• [Activités]:
1) Recopiez mot pour mot le passage du texte fourni qui commence aux mots « Les interactions entre » et s'arrête après les mots « être appliquées ? ».
2) Dans le texte fourni, quel exemple de valeur limite est cité ?
3) D'après le texte fourni, qu'est-ce qui impose une réflexion en profondeur pour définir un cadre conceptuel pour la protection physique des sols en forêt ? Citez tous les éléments mentionnés.

• [Texte fourni]:
#####
Quelles difficultés rencontre-t-on ?
Les interactions entre les facteurs stationnels et ceux liés à l'utilisation d'engins et aux techniques d'exploitation sont malaisés à saisir globalement, et leur impact donc difficile à mesurer. Il est délicat de prévoir les dégâts, ou d'estimer et de justifier les valeurs limites – par exemple la teneur maximale en eau du sol permettant le passage d'engins. Nos connaissances en écologie, les impératifs économiques, les progrès techniques et les pressions sociétales sur la forêt et l'économie forestière imposent une réflexion en profondeur pour définir un cadre conceptuel pour la protection physique des sols en forêt.
Quelles mesures peuvent-elles être appliquées ?
#####
• [Données à examiner]:

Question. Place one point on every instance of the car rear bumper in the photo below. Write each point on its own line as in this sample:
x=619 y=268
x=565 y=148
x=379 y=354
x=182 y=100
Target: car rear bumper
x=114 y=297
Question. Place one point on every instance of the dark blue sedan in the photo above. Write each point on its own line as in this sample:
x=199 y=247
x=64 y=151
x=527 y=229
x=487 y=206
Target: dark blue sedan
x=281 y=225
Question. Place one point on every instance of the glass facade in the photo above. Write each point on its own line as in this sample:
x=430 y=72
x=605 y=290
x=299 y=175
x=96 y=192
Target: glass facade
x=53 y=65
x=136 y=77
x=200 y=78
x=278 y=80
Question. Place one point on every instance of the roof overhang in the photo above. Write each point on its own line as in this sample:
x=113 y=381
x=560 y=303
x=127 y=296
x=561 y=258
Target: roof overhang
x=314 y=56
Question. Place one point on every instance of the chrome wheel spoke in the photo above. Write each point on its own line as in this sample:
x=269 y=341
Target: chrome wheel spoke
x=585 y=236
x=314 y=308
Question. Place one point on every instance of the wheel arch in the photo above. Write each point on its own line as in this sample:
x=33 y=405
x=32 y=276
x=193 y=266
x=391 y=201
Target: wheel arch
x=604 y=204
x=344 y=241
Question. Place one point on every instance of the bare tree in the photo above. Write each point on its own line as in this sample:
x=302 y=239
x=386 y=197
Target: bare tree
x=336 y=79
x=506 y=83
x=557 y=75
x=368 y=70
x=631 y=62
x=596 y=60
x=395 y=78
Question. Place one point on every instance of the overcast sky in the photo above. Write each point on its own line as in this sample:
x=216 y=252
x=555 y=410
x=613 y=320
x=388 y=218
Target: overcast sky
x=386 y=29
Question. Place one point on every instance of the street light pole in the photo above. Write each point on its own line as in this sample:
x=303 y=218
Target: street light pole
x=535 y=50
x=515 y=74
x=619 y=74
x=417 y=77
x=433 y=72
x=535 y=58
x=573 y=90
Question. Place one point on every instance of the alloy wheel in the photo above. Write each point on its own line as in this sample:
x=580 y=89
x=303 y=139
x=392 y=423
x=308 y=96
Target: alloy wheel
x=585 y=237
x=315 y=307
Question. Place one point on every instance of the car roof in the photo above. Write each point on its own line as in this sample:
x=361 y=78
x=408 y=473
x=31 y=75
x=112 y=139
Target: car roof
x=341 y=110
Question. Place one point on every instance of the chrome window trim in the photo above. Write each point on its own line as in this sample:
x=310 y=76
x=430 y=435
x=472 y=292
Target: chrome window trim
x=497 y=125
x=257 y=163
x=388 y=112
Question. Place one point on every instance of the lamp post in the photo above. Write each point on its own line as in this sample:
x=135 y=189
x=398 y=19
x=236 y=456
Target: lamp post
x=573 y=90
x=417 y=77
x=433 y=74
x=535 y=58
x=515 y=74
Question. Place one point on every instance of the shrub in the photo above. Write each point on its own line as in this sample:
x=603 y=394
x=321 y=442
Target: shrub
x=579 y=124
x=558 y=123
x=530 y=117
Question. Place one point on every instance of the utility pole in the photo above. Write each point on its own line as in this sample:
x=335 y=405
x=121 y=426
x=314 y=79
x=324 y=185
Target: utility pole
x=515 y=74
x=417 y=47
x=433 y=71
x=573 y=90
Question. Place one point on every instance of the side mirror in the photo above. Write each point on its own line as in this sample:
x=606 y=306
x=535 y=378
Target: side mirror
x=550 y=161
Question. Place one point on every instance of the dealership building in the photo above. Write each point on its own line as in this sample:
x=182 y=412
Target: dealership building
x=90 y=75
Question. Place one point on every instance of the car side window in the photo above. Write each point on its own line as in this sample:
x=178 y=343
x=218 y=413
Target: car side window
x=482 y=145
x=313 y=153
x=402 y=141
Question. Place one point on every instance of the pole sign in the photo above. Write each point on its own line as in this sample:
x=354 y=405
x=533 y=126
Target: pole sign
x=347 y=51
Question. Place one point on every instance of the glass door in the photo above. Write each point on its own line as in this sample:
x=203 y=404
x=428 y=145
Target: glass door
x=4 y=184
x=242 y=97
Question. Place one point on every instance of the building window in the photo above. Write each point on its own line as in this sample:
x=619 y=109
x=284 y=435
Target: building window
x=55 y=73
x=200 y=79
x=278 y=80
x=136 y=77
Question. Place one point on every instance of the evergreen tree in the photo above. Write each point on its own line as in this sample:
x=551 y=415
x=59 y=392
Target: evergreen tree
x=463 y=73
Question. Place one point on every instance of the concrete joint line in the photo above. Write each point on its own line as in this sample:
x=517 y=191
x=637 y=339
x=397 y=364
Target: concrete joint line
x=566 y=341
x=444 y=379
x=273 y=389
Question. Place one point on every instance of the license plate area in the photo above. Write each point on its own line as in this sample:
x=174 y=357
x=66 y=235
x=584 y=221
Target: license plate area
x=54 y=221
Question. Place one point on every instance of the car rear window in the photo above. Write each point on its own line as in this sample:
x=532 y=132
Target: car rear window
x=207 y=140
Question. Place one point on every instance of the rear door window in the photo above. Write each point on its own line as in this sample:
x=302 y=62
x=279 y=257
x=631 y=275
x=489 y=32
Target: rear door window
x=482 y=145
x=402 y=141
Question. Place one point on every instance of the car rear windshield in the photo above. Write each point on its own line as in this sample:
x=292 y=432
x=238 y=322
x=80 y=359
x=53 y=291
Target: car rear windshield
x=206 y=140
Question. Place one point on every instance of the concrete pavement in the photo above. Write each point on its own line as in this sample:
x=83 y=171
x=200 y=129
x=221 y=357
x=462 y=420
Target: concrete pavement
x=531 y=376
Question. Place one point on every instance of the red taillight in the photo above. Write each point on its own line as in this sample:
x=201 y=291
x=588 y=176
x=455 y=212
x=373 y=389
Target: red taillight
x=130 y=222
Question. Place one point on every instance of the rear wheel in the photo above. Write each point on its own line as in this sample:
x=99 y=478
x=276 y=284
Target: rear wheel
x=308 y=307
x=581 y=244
#####
• [Corrigé des activités]:
1)
Les interactions entre les facteurs stationnels et ceux liés à l'utilisation d'engins et aux techniques d'exploitation sont malaisés à saisir globalement, et leur impact donc difficile à mesurer. Il est délicat de prévoir les dégâts, ou d'estimer et de justifier les valeurs limites – par exemple la teneur maximale en eau du sol permettant le passage d'engins. Nos connaissances en écologie, les impératifs économiques, les progrès techniques et les pressions sociétales sur la forêt et l'économie forestière imposent une réflexion en profondeur pour définir un cadre conceptuel pour la protection physique des sols en forêt.
Quelles mesures peuvent-elles être appliquées ?

2) La teneur maximale en eau du sol permettant le passage d'engins.

3)
- nos connaissances en écologie
- les impératifs économiques
- les progrès techniques
- les pressions sociétales sur la forêt et l'économie forestière